» Exercise description: In your copy, include no images, and write out every entry below exactly as it stands.

» Excerpted records:
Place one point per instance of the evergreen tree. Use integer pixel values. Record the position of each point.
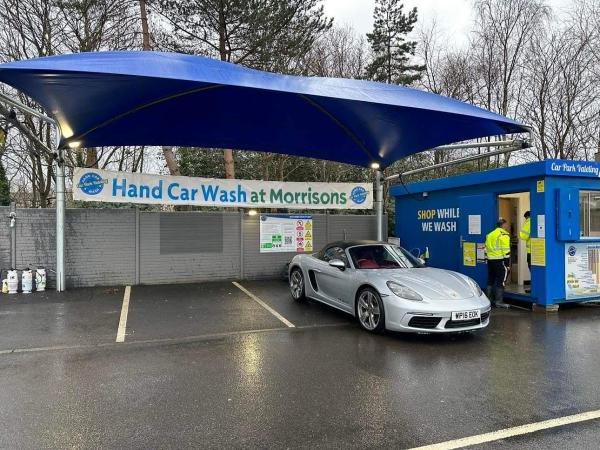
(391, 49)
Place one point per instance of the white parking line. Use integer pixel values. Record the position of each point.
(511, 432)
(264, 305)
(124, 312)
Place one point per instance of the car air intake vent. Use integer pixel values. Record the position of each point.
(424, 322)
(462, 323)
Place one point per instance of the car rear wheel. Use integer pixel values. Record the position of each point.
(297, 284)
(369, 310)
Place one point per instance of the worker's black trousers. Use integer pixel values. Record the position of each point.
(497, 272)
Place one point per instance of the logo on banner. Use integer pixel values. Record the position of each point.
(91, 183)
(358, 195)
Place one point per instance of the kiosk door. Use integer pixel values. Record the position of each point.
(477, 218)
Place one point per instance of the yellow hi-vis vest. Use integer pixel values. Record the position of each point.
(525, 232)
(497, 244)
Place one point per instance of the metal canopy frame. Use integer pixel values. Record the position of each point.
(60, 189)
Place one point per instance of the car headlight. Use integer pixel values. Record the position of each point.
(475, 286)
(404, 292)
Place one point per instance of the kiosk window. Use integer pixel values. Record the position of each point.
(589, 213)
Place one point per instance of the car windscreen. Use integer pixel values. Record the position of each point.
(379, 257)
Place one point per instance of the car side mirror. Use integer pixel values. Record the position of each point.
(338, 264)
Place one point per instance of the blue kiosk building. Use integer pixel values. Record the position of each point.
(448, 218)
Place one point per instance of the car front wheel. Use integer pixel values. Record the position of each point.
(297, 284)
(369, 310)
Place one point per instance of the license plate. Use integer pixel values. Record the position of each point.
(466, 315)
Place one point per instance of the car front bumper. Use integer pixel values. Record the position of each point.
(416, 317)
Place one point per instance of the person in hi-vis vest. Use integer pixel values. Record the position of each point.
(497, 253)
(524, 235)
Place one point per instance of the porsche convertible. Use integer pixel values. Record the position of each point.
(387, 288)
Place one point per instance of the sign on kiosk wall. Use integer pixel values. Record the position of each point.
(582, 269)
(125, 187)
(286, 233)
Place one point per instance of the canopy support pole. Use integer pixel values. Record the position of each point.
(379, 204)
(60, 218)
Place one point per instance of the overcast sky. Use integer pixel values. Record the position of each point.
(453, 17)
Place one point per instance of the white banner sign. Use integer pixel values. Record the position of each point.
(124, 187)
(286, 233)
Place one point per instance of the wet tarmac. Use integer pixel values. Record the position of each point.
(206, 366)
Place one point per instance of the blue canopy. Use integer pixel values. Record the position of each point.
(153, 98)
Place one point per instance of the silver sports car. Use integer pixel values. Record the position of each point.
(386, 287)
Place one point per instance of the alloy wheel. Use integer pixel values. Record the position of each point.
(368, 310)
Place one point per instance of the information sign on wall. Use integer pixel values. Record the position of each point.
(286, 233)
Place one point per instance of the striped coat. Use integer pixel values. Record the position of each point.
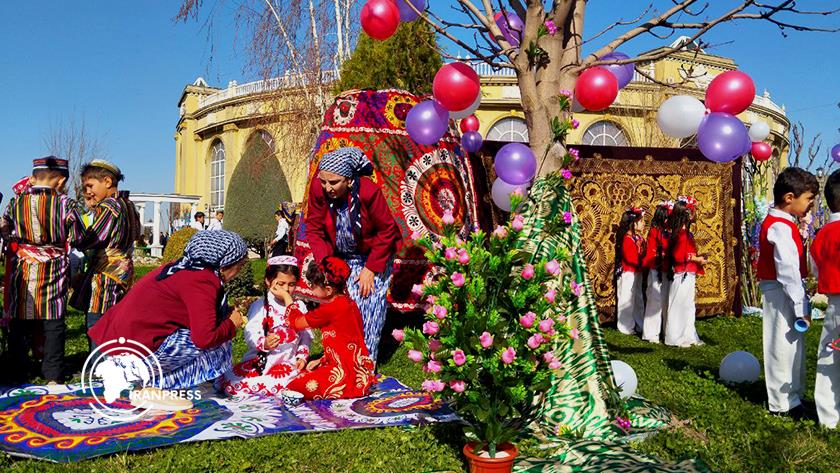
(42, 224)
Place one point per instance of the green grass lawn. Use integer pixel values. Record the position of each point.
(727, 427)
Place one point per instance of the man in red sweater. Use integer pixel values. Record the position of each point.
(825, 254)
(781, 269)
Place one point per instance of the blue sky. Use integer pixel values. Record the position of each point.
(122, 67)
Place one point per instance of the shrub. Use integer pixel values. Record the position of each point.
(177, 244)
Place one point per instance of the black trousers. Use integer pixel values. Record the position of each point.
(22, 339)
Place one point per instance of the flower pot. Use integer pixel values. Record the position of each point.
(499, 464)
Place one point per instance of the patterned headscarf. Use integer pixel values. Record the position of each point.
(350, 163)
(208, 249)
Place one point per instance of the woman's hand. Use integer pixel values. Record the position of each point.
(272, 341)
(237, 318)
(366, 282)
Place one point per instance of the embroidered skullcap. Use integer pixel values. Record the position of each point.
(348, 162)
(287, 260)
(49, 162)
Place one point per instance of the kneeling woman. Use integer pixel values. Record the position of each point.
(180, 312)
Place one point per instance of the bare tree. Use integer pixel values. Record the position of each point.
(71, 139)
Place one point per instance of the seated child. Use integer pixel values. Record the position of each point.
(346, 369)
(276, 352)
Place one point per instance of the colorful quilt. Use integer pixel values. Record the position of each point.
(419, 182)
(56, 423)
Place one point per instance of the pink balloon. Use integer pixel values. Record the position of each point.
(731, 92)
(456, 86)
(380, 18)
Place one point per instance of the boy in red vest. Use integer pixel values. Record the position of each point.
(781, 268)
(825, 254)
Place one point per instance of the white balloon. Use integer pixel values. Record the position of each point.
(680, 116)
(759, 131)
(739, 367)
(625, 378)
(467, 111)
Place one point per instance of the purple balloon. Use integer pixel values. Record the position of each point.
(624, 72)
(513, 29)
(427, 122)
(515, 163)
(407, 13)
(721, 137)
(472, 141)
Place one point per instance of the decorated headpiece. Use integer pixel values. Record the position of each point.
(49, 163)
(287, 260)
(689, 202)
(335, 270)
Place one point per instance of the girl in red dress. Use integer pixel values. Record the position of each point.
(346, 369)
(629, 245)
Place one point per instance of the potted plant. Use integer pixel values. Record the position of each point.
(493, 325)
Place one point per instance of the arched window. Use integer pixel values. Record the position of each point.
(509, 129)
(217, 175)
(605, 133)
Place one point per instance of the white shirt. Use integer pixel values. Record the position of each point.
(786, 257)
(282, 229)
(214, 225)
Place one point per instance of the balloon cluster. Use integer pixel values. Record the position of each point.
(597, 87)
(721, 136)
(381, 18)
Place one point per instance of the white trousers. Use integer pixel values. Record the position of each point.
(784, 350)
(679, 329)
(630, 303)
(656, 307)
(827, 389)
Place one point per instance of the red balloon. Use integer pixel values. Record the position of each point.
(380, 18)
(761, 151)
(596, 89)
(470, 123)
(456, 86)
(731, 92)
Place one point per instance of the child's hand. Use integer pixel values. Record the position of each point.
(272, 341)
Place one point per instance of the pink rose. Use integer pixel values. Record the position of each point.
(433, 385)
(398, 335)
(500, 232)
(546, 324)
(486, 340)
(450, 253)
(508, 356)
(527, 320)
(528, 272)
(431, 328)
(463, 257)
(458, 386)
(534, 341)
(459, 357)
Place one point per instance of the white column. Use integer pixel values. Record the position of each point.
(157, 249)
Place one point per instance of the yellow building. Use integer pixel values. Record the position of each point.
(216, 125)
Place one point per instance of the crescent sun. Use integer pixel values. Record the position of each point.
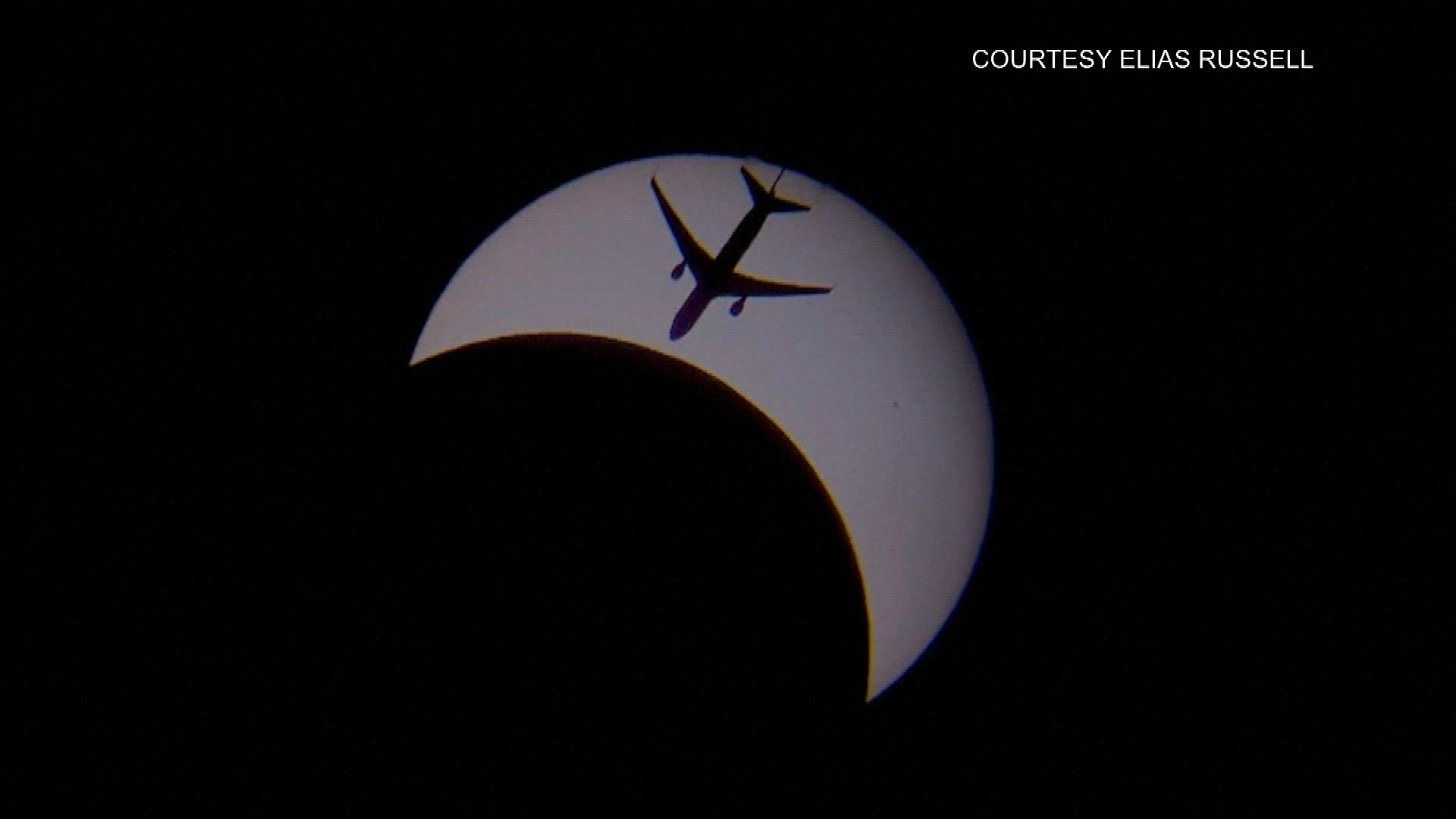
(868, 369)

» Output for this task:
Place one point per instance of the evergreen tree. Use integer pixel values. Record the position of each point.
(391, 49)
Place one point per instance of the white parking line. Use integer pixel values. Record the position of each point.
(511, 432)
(264, 305)
(124, 312)
Place one point per instance of the car air intake vent. Use integer pixel values. Record the position of each point.
(424, 322)
(462, 323)
Place one point per instance of the car rear wheel. Use integer pixel values. Record the position of each point.
(297, 284)
(369, 310)
Place one point per instance of the worker's black trousers. Use integer pixel values. Record the position of each point.
(497, 272)
Place one point per instance of the logo on banner. Use integer pixel values. Record the position of each point.
(91, 183)
(358, 195)
Place one point per instance of the kiosk door. Use integer pixel values. Record the position of each point.
(477, 218)
Place one point per instance of the yellow hi-vis vest. Use integer pixel values. Record the position of each point.
(525, 232)
(497, 244)
Place one point per instance of the metal canopy frame. Use integer pixel values. Record the position of each point.
(60, 189)
Place one point per instance of the car headlight. Use integer pixel values. Record the position of each point.
(475, 286)
(404, 292)
Place one point per instance of the kiosk window. Use integer pixel values. Record the position of each point.
(589, 213)
Place one point per instance of the car windscreen. Use integer pixel values. Record the position of each point.
(379, 257)
Place one point per instance of the car side mirror. Use integer pixel values. Record the position of each point.
(338, 264)
Place one point per instance of the blue kiosk building. Use integer pixel values. Record the position of each point.
(448, 218)
Place one point per instance of the car front wheel. Use integer pixel values. Record the position of each point.
(297, 284)
(369, 310)
Place one point per instance of the license plate. Use integer pixel values. Record the position of each point.
(466, 315)
Place one point per instance of the car front bumper. Use integer pixel values. Record the position of each point.
(416, 317)
Place one point per instance of the person in hi-vis vest. Use integer pixel values. Record the position of each point.
(497, 253)
(524, 235)
Place one point per instance of the porsche convertible. Use integer pixel values. Record the position of each point.
(387, 288)
Place one point per instance of the sign on kiosk wall. Use integer pixel values. Record the position of each point.
(582, 269)
(125, 187)
(286, 233)
Place one point per instance of the canopy support pole. Use integer pixel values. Record the position of each point.
(379, 204)
(60, 218)
Place one point per instance of the overcast sky. Use integer pixel values. Record the position of each point.
(453, 17)
Place one point per instance of the white banner sign. Use integer pixel values. Record the position of each point.
(124, 187)
(286, 233)
Place one point per instance of the wet tarmac. Use integer pixel values. Record the position of each point.
(206, 366)
Place one point per instance of the blue canopy. Use integer pixel values. Record the position of each point.
(153, 98)
Place one point per instance of the silver sports car. Use integer pixel values. Record the position of each point.
(386, 287)
Place one point per instance of the alloy wheel. Use integer pixel values. Record the position of each point.
(368, 310)
Place one point per instance of the information sign on wall. Use integer pixel values. Record the position of each point.
(286, 233)
Place one point per instance of the striped coat. Use integer pixel values. Record the position of each point.
(42, 224)
Place one point per instance of the green grass lawn. Use integer pixel values. Record the position of each point.
(727, 427)
Place one point per instance of the man in red sweater. Use integer pixel values. Record the position of each point.
(825, 254)
(781, 269)
Place one point per instance of the blue sky. Use integer pixel values. Record the position of each point.
(122, 67)
Place one point per instance of the shrub. Use integer pixel values. Record the position of each point.
(177, 244)
Place one point per instance of the black trousers. Use integer pixel values. Record the position of each point.
(22, 339)
Place one point per instance of the flower pot. Use integer pixel values. Record the position of each point.
(499, 464)
Place one point per instance of the patterned headscarf. Use integer pixel values. Record the position of each point.
(350, 163)
(208, 249)
Place one point per instance of the woman's hand. Use integer pixel values. Record the position of each point.
(272, 341)
(237, 318)
(366, 282)
Place one point per instance of the embroidered skullcap. Use integer pixel values. Record the position of each point.
(348, 162)
(287, 260)
(49, 162)
Place one point per instance of the kneeling woman. Use integer pixel values. Record the position of each point.
(180, 312)
Place one point per instance of the bare tree. Use integer pixel values. Record the position of each point.
(71, 139)
Place one point per instance of the seated child. Use integer pixel values. Record the position of each point.
(346, 369)
(276, 352)
Place one point per instance of the colorful quilt. Use integer pixel values. Record the position of each point.
(419, 182)
(56, 423)
Place one point per instance of the pink balloon. Use integer pixel values. Record the position of each point.
(731, 92)
(456, 86)
(380, 18)
Place one point per instance of the boy in red vest. Use integer pixel values. Record the position of each point.
(781, 268)
(825, 254)
Place one point per instance of the white balloon. Use integer pixel values. Record the position of each point.
(680, 116)
(759, 131)
(739, 367)
(625, 378)
(467, 111)
Place one point per instance of the purple balloon. Use integer pixel values. Record the position of each point.
(624, 72)
(513, 29)
(427, 122)
(515, 163)
(407, 13)
(721, 137)
(472, 141)
Place one point per instance of the decorated headpiece. Use integer pixel values. Record the position of each point.
(49, 163)
(287, 260)
(689, 202)
(335, 270)
Place one point per instance of the girl in red dress. Use integer pixel values. Record the position of each point.
(346, 369)
(629, 245)
Place one point per instance of the potted plant. Use integer pixel values. Record the position of each point.
(493, 325)
Place one point per instance of the arched window. Use integer pixel values. Record the position of each point.
(509, 129)
(217, 175)
(605, 133)
Place one point per instance of the white shirt. Use integer pixel values. Record the position of each point.
(786, 257)
(282, 229)
(214, 225)
Place one point per instance of the balloon cluster. Use integer pixel values. Record the position of each point.
(597, 87)
(721, 136)
(381, 18)
Place one point per instance of the white trousers. Use integer pixel values. Record the position of each point.
(784, 350)
(679, 329)
(630, 303)
(656, 307)
(827, 389)
Place one point per instance of the red balloon. Use integer pixel values. Record the position of each point.
(380, 18)
(761, 151)
(596, 89)
(470, 123)
(456, 86)
(731, 92)
Place one point per instance of the child's hand. Use integer pixel values. Record the position of each point.
(272, 341)
Place one point per instance of the pink rose. Use integer pixel values. Record the position of each point.
(433, 385)
(398, 335)
(500, 232)
(546, 324)
(486, 340)
(450, 253)
(508, 356)
(527, 320)
(528, 272)
(431, 328)
(463, 257)
(458, 386)
(534, 341)
(459, 357)
Place one point per instance of the white column. Use integer pixel values. Record the position of each point.
(157, 249)
Place one point per instance of the yellow building. Use integer pixel values. Record the position of each point.
(216, 125)
Place one point per instance of the crescent sun. Use integer pixel values. Record the position of each point.
(868, 369)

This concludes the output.